** START Record set **

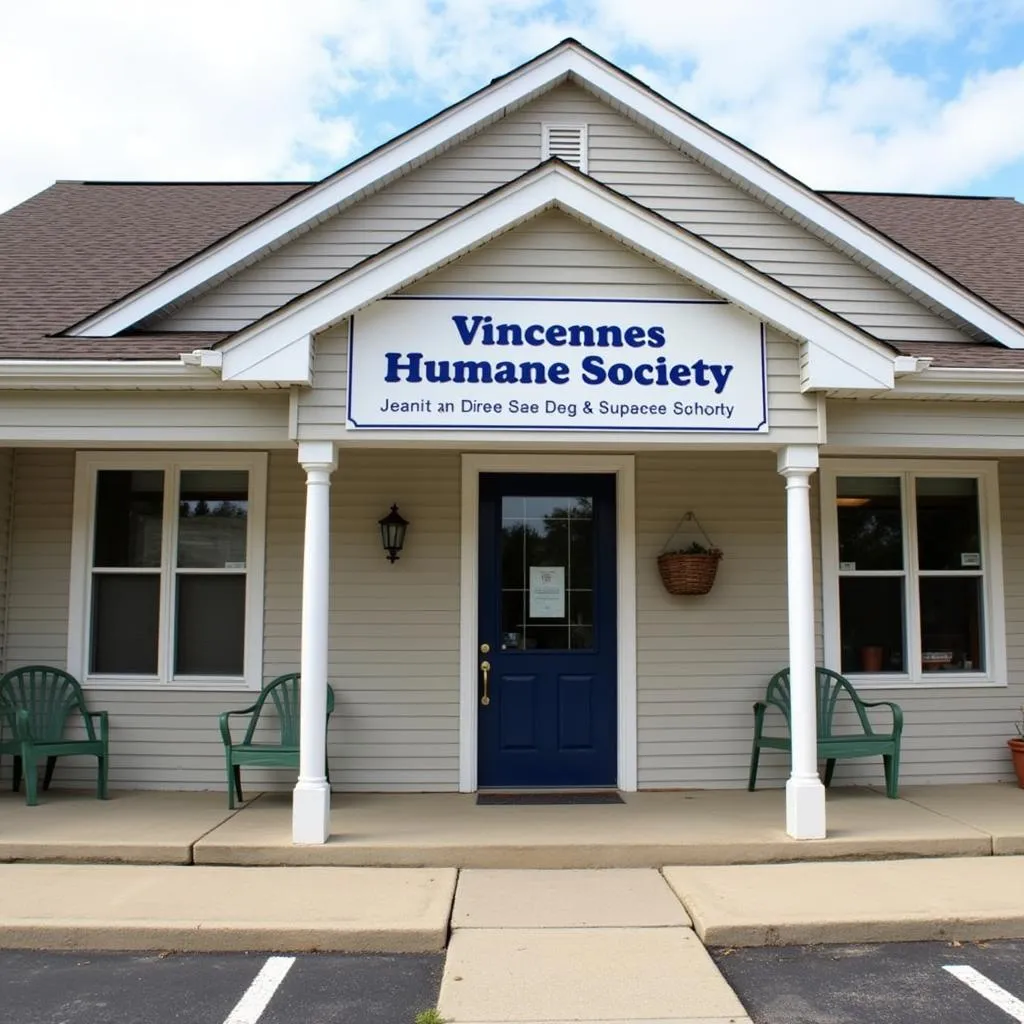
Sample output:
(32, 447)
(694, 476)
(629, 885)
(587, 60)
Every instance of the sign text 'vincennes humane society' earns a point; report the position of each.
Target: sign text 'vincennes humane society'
(556, 365)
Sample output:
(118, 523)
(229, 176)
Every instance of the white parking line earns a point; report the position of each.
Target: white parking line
(999, 996)
(259, 993)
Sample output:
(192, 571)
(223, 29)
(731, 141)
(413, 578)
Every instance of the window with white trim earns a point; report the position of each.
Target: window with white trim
(167, 569)
(911, 572)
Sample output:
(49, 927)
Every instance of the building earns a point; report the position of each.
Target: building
(547, 324)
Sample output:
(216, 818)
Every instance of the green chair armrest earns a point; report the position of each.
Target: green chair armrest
(894, 708)
(225, 729)
(104, 723)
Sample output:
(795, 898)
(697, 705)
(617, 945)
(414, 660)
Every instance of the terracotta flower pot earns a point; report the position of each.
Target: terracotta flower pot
(1017, 751)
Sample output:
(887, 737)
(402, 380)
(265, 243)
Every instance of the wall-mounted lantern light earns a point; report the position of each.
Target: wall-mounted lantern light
(393, 528)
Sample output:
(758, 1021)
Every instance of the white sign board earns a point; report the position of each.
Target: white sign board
(547, 592)
(500, 364)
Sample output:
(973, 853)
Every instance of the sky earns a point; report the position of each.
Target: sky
(895, 95)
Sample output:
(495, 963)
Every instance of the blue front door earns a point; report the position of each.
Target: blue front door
(547, 688)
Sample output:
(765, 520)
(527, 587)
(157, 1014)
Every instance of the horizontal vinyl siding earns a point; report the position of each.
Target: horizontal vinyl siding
(543, 257)
(946, 428)
(194, 418)
(701, 662)
(394, 629)
(622, 155)
(6, 492)
(704, 660)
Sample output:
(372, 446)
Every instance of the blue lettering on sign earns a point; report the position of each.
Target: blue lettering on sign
(415, 368)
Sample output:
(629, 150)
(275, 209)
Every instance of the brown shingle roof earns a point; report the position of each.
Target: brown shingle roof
(977, 241)
(78, 246)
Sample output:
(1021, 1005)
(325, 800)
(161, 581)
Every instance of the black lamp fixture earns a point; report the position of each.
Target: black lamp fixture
(393, 528)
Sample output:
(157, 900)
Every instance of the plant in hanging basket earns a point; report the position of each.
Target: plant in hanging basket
(690, 570)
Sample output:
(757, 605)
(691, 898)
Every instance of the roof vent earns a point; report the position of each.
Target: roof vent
(568, 142)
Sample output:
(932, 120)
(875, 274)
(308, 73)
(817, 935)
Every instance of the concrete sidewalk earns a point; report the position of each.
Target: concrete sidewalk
(585, 946)
(523, 946)
(647, 829)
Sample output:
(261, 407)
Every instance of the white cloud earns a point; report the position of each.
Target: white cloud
(260, 88)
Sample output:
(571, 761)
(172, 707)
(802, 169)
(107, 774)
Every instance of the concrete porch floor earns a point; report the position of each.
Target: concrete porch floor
(649, 829)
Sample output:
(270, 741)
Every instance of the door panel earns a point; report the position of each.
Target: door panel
(547, 612)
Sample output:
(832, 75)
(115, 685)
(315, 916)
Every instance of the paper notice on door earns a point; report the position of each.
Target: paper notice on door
(547, 592)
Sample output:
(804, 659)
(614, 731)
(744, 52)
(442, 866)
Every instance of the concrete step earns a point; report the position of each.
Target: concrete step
(201, 909)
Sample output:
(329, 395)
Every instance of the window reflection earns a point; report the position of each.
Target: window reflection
(554, 534)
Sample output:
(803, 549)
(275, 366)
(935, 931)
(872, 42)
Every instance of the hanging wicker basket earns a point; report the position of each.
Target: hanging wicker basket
(690, 571)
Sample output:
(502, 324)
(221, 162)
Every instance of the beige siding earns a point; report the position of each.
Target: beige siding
(544, 257)
(393, 667)
(193, 418)
(394, 631)
(704, 660)
(952, 428)
(622, 155)
(701, 662)
(6, 494)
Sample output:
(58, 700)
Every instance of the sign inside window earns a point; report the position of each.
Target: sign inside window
(547, 592)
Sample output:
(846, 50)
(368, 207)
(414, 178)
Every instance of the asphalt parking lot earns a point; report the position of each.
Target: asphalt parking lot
(895, 983)
(167, 988)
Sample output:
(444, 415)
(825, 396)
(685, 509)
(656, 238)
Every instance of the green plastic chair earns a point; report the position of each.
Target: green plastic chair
(832, 688)
(36, 702)
(283, 694)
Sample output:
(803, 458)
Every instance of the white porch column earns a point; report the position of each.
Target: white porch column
(311, 797)
(805, 796)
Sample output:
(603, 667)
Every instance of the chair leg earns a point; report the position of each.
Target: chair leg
(755, 758)
(31, 781)
(891, 763)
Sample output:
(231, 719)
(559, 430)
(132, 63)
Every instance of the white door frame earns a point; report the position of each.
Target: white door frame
(624, 468)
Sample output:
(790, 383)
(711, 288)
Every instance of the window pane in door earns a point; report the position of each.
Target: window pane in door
(871, 629)
(210, 625)
(870, 522)
(129, 518)
(948, 530)
(951, 625)
(547, 610)
(125, 624)
(213, 507)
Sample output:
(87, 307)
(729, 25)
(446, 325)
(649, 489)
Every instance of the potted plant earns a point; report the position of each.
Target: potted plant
(690, 569)
(1016, 745)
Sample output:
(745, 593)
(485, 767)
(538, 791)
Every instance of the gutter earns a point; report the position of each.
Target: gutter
(200, 369)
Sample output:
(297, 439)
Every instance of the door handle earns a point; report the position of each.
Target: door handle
(485, 669)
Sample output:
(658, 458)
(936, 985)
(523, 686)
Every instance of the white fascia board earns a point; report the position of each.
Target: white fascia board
(104, 374)
(978, 382)
(869, 365)
(511, 91)
(314, 202)
(802, 201)
(291, 364)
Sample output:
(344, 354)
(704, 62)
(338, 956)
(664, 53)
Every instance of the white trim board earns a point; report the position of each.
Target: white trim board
(624, 469)
(566, 60)
(866, 364)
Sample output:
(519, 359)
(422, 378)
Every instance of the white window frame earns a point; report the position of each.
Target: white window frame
(88, 464)
(986, 473)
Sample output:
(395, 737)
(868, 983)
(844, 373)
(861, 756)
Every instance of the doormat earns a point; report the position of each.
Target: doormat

** END Record set **

* [What needs to be done] The listing above must be printed again exactly, minus its pictures.

* [Worked solution]
Sample output:
(32, 447)
(694, 476)
(629, 885)
(587, 60)
Every instance of the sign text 'vincennes humane society' earns a point; report the position of each.
Target: sign text 'vincennes humane society'
(556, 365)
Sample output:
(118, 523)
(229, 176)
Every instance of the white parking line earns a point; report the position of each.
Target: white parking line
(999, 996)
(259, 993)
Sample output:
(192, 571)
(223, 29)
(731, 141)
(413, 578)
Every instance of the window with white trim earns a point; report the position of each.
Target: window with white trim
(167, 569)
(911, 572)
Sample output:
(49, 927)
Every instance of the building earns a point; report the position of each.
Target: building
(547, 324)
Sample output:
(216, 818)
Every instance of the green chair armrest earns a point; report the position of each.
Target: green chair armrest
(894, 708)
(225, 729)
(104, 723)
Sample output:
(795, 898)
(697, 705)
(617, 945)
(414, 660)
Every instance of the terracotta flower pot earns a point; report the position of each.
Target: terracotta flower pot
(1017, 751)
Sample output:
(887, 737)
(402, 380)
(265, 243)
Every instance of the wall-mounted lantern light earns a point; report the position of each.
Target: wall-mounted lantern light
(393, 528)
Sample output:
(758, 1021)
Every instance of the white sign board earns a point; report the position of each.
Target: white sign board
(547, 592)
(500, 364)
Sample output:
(973, 853)
Every instance of the sky earns a point; report the position of each.
Target: sky
(895, 95)
Sample output:
(495, 963)
Every instance of the blue front door earns a point; report the position of each.
Target: blue front door
(547, 688)
Sample output:
(765, 520)
(527, 587)
(157, 1014)
Every instance of the horizontal vinyl siding earns a point; report the position of each.
Target: horizontal vinyl siding
(543, 257)
(946, 428)
(194, 418)
(701, 662)
(394, 629)
(622, 155)
(6, 492)
(704, 660)
Sample output:
(372, 446)
Every instance of the blue lettering on sign earns a point; report the position of each.
Target: blue lettering on sign
(415, 368)
Sample output:
(629, 150)
(275, 209)
Every instance of the brown shingle roof earns a point; report the position of each.
Target: brown shingle roof
(977, 241)
(78, 246)
Sample output:
(1021, 1005)
(325, 800)
(161, 581)
Every instance of the black lamp fixture earns a point; report the position of each.
Target: black lamp fixture
(393, 528)
Sample output:
(157, 900)
Every instance of the plant in hanging basket earns a point; report the position of each.
Target: plant in hanging basket
(690, 570)
Sample output:
(757, 605)
(691, 898)
Every instance of the roof vent earns a point; report the position of each.
Target: roof vent
(568, 142)
Sample output:
(932, 120)
(875, 274)
(308, 73)
(817, 935)
Every instance of the concrete sidewalk earns a point; report the position of each.
Target: concrete sidewalk
(585, 946)
(523, 946)
(647, 829)
Sample output:
(261, 407)
Every instance of the white cloud earns a point; report the position of each.
Target: white cloud
(260, 88)
Sample output:
(571, 761)
(172, 707)
(802, 169)
(107, 774)
Every instance of the concrete porch floor earns a point; report the position of each.
Target: concrete porch floor
(649, 829)
Sample output:
(270, 741)
Every instance of the door panel earns a point; report the position of each.
Target: door panel
(547, 612)
Sample output:
(832, 75)
(115, 685)
(315, 916)
Every instance of the paper notice on door earns a point; report the position of each.
Target: paper notice on door
(547, 592)
Sample output:
(804, 659)
(614, 731)
(744, 52)
(442, 866)
Every instance of the concrete step earns a point; report the position of each.
Target: concrete step
(201, 909)
Sample output:
(329, 395)
Every instance of the window reflection earns a point; report the position of each.
Target: window reflection
(554, 534)
Sample output:
(803, 549)
(275, 366)
(935, 931)
(872, 42)
Every instance of the hanging wicker basket earns a point; report the position of each.
Target: hanging wicker basket
(690, 571)
Sample output:
(502, 324)
(221, 162)
Every instance of the beige siding earns a point; report the position of each.
Target: beige siding
(544, 257)
(393, 667)
(193, 418)
(394, 631)
(704, 660)
(952, 428)
(622, 155)
(701, 662)
(6, 494)
Sample output:
(58, 700)
Every instance of the sign inside window earns a point; report the position of each.
Target: sign inside window
(547, 592)
Sample output:
(846, 50)
(368, 207)
(414, 178)
Every instance of the asphalt parking lot earns a point; report the position of each.
Target: asphalt parking lot
(895, 983)
(167, 988)
Sample output:
(444, 415)
(825, 396)
(685, 509)
(656, 238)
Every instance of the green plastic chair earns a point; report the position of each.
Target: green plastic chair
(832, 688)
(36, 702)
(283, 694)
Sample output:
(803, 458)
Every instance of the white porch column earns a point; report the position of each.
Target: white porch column
(311, 797)
(805, 796)
Sample output:
(603, 667)
Every instance of the chair leg earns a point; report the position of each.
Target: chair leg
(755, 758)
(31, 781)
(891, 763)
Sample output:
(231, 719)
(559, 430)
(132, 63)
Every instance of the white door frame earns a point; report the position of each.
Target: white door frame
(624, 468)
Sample output:
(790, 383)
(711, 288)
Every instance of the window pane in door earns a point; report the position of each.
Target: window pane in door
(871, 629)
(210, 625)
(870, 522)
(129, 518)
(948, 530)
(951, 625)
(547, 610)
(125, 624)
(213, 507)
Sample output:
(87, 307)
(729, 25)
(446, 325)
(649, 489)
Every instance of the potted plant earns a point; report the position of each.
Target: potted plant
(690, 569)
(1016, 745)
Sample output:
(745, 593)
(485, 767)
(538, 791)
Every instance of the gutter earns a point; report the position of each.
Target: gutter
(200, 369)
Sample output:
(297, 439)
Every instance of the door handle earns a point; report the position of each.
Target: door handle
(485, 669)
Sample output:
(658, 458)
(936, 985)
(523, 686)
Every instance of the white fascia board earns a point; report the position of each.
Target: white fascia board
(104, 374)
(978, 382)
(869, 365)
(511, 91)
(314, 202)
(802, 201)
(291, 364)
Sample output:
(344, 354)
(704, 62)
(338, 956)
(664, 53)
Every instance of the white trim board earns a point; report the position of each.
Target: white trim board
(624, 469)
(566, 60)
(866, 364)
Sample output:
(519, 359)
(422, 378)
Every instance of the white window frame earns a point; report the position of each.
Target: white window frame
(88, 464)
(986, 473)
Sample output:
(395, 737)
(868, 983)
(844, 373)
(861, 756)
Every instance of the doormat earns a point; report the position of each.
Target: doormat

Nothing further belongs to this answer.